Work to complete
Where the string "Category" appears in a line of the data, show that line.

Source data
★ ★ ★

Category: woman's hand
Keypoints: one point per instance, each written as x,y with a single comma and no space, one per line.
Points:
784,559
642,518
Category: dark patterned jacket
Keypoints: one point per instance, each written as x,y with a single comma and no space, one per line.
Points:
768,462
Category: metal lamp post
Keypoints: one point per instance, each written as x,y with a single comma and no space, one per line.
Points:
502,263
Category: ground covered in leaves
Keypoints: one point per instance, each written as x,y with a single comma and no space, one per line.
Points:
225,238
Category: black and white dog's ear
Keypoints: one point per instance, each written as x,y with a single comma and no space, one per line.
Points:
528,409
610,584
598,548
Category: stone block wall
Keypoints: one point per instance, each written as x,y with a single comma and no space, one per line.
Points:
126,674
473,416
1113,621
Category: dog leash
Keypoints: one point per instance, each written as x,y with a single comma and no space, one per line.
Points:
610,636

★ ★ ★

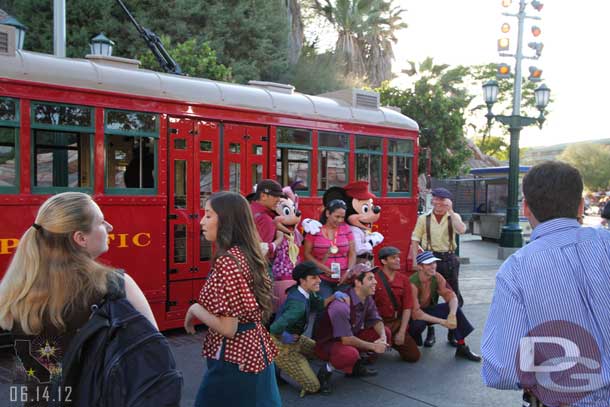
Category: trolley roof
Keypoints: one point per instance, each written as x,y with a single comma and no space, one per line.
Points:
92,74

★ ★ ★

Response to the exercise
Category: woman's hand
Category: dark patterned jacket
Category: metal lamp post
Category: ground covered in leaves
Category: black and white dog's ear
Category: stone block wall
Category: dog leash
Category: trolley roof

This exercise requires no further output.